▶ Problem: Write the next part of the essay on reopening after lockdown, starting right after its final sentence.

▶ Article:
Paradise, I think , for many of us is just that tangible place we venture when we want to feel hope and joy. What makes a place paradise is how it makes us feel inside. What I saw on Friday was beautiful- I saw people smiling at each other, saying excuse me, casually exchanging words like “beautiful sunset” and “so nice to be out” as they stood six feet apart in lines waiting for a snack, a drink, or a chance to play a game. I heard children’s laughter- not just the sweet laugh of one child in her house, but echoing, ringing laugher that seemed to come from everywhere all at once. I saw grandparents holding tiny hands and I would swear I saw tears on some of their cheeks-just to be able to hold that tiny hand in theirs had to be paradise for them. I myself could not stop smiling, could not stop planting kisses on my child’s cheek as she laughed and ran up and down the boardwalk, and what’s more, I could not stop noticing that everyone around us was happy, content, and just full of joy to be outside.
Reopening has to happen slowly, I agree with that wholeheartedly. Precautions have to be taken, and regulations have to be set in place. We cannot, as a state, as a country, as the human race just skyrocket back to the way we were before and forget our lockdown as if it was a bad dream we thankfully awoke from. We have to remember and be careful, lest we wind up repeating it in the not too distant future. We have to remember it for other reasons as well- those intangible reasons that don’t have as much to do with physical health and safety as they do with our state of mind and how, now more than ever, it can encourage us all to be better, more grateful, and more appreciative people.

▶ Record excerpts:
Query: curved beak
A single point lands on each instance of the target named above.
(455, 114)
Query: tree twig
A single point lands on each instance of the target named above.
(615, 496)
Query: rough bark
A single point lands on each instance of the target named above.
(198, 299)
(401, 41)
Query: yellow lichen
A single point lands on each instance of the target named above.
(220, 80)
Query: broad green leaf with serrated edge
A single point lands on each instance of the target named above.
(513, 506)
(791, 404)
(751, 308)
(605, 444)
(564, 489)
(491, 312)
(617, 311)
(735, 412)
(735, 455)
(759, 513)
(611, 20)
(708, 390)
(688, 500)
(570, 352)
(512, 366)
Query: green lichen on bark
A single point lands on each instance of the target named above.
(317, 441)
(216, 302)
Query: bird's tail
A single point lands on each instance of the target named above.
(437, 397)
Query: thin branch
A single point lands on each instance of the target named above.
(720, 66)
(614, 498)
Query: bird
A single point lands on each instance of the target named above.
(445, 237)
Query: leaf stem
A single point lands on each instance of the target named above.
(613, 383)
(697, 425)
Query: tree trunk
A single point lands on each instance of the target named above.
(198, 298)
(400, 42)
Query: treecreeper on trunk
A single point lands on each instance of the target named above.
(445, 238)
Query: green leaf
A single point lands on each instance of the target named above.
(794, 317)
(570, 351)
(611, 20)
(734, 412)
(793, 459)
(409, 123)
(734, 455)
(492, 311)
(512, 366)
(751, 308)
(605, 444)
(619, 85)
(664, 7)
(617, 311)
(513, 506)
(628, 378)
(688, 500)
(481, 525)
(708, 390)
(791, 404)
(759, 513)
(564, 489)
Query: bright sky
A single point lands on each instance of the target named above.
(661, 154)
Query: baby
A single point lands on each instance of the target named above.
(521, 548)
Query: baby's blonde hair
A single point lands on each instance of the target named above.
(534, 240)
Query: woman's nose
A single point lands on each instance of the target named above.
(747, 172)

▶ Output below:
I didn’t know Seaside brought me so much joy until I was home in my living room for almost 100 days. Each of you, each of us, now gets to experience a series of “firsts” over and over again- and that’s a gift we’ve earned after all our weeks at home, and that’s a gift we should treasure. First hug between grandpa and grandson. First meal at a restaurant. First time seeing friends. First time back on a swing, on a golf course, in a hair salon…and most joyful for me, the first time I’m able to step into Our Lady of Mercy Church and attend mass…well, I think for a while it will feel a little bit like Christmas morning every time we gain back one of those things we used to do with no thought to it.
It seems, now, as if we’ve done a good job of weathering the storm; we can see the rainbow on the other side. We can have hope once again. We can feel joy once again. What we have to remember to try to do- as we move forward is to retain that happiness, to let our best selves shine through, to be kind and welcoming to others at all times, and of course to take moments to pray for those we lost—
Let us not ever once forget them for a moment, as they cannot be here today to celebrate the joy we will all feel as we slowly but surely reopen our world.